--- TEXTO DE LECTURA ---

# ETL
## with PySpark

In [57]:
from pyspark.sql import SparkSession

In [58]:
spark = SparkSession.builder.appName("ETLtest").\
    config("spark.jars", "postgresql-42.7.3.jar").\
        getOrCreate()

In [59]:
spark.sparkContext.setLogLevel("ERROR")


In [60]:
df = spark.read.csv("/mnt/d/Proyectos/Tutorial-SparkAWS/etl_data/WordData.txt")
df.show(3)

+--------------------+
|                 _c0|
+--------------------+
|This is a Japanes...|
|The team members ...|
|As the years pass...|
+--------------------+
only showing top 3 rows



## 2. Transformacion de datos

In [28]:
from pyspark.sql.functions import col
import pyspark.sql.functions as f

In [29]:
df = df.withColumn("splitedData", f.split(col("_c0"), " "))
df = df.withColumn("splitedDataExplode", f.explode(col("splitedData")))
df.show(4)
                   

+--------------------+--------------------+------------------+
|                 _c0|         splitedData|splitedDataExplode|
+--------------------+--------------------+------------------+
|This is a Japanes...|[This, is, a, Jap...|              This|
|This is a Japanes...|[This, is, a, Jap...|                is|
|This is a Japanes...|[This, is, a, Jap...|                 a|
|This is a Japanes...|[This, is, a, Jap...|          Japanese|
+--------------------+--------------------+------------------+
only showing top 4 rows



In [46]:
df_group = df.groupBy("splitedDataExplode").count()
df_group.show(4)

+------------------+-----+
|splitedDataExplode|count|
+------------------+-----+
|          Tomorrow|    4|
|                If|    8|
|             leave|    4|
|             corny|    4|
+------------------+-----+
only showing top 4 rows



## 3. Load - Conexion con BD

In [31]:
driver = "org.postgresql.Driver"

---

### TAREA PROPUESTA
¿Puedes prolongar el cuaderno de ETL con PySpark a partir de su última línea, dentro de la sección de carga en la base de datos? Los registros provienen de una fuente distinta a la del texto.

--- INFORMACIÓN PROPORCIONADA ---

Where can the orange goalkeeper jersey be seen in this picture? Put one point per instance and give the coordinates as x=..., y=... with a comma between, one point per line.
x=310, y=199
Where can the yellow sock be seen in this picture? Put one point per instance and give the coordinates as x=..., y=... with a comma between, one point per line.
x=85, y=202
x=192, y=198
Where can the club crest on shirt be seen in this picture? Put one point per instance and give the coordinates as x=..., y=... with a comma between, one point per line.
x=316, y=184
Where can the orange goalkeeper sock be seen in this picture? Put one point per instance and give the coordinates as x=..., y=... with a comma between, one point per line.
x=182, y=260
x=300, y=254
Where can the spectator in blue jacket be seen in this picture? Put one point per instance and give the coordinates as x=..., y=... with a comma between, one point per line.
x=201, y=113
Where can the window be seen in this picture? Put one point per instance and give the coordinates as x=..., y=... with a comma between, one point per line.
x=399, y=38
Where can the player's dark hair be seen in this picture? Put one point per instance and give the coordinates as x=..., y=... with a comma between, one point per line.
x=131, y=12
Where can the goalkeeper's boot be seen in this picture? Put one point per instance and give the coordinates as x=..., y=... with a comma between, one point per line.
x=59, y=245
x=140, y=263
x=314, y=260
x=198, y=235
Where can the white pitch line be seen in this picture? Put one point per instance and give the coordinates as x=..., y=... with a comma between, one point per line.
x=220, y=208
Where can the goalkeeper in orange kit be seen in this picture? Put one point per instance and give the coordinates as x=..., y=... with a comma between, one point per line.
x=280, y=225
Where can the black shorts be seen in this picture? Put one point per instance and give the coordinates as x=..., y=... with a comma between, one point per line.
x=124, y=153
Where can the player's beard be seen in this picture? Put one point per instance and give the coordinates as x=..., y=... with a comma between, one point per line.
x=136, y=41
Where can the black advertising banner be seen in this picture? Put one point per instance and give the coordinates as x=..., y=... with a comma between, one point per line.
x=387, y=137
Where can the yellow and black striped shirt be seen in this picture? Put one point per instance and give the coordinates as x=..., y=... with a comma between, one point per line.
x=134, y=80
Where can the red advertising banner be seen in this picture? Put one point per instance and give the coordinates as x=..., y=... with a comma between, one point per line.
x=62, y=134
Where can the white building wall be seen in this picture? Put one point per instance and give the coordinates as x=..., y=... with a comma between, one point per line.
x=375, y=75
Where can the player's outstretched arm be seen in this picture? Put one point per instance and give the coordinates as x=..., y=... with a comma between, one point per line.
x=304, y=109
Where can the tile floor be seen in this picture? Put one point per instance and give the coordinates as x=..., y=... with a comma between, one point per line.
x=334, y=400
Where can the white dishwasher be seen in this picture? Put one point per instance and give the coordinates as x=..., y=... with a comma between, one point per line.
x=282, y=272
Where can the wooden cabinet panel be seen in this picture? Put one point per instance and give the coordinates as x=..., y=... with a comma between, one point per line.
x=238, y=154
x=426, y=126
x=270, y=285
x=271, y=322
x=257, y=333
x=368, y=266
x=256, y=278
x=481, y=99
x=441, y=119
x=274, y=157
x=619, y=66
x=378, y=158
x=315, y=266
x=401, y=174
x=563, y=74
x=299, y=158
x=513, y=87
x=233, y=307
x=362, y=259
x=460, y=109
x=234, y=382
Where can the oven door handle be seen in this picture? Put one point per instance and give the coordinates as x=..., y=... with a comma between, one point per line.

---

### RESPUESTA
url = "jdbc:postgresql://localhost:5432/ny_taxy"
user = "root"
password = "root"
db = "ny_taxy"
tables = "mi_spark.tabla_aux"


In [53]:
df_group.write.format("jdbc").option("driver", driver).\
    option("url", url).\
        option("dbtable", tables).\
            mode("append").\
                option("user", user).\
                    option("password", password).\
                        save()

## 4. Leemos de una BD

In [54]:
rd_df = spark.read.format("jdbc").option("driver", driver).\
    option("user", user).\
        option("password", password).\
            option("url", url).\
                option("dbtable", "mi_spark.tabla_aux").load()

In [56]:
rd_df.filter(col("splitedDataExplode")=="Tomorrow").groupby(col("splitedDataExplode")).sum("count").show()

+------------------+----------+
|splitedDataExplode|sum(count)|
+------------------+----------+
|          Tomorrow|        16|
+------------------+----------+



## 5. Load - Conexión AWS

In [72]:
driver = "org.postgresql.Driver"
url = "jdbc:postgresql://mipruebapyspark.cdqe2q4c2zqa.sa-east-1.rds.amazonaws.com/"
user = "postgres"
password = ""
db = "ny_taxy"
tables = "my_conexion_spark.tabla_aws"

In [67]:
df_group.write.format("jdbc").option("driver", driver).\
    option("url", url).\
        option("dbtable", tables).\
            mode("append").\
                option("user", user).\
                    option("password", password).\
                        save()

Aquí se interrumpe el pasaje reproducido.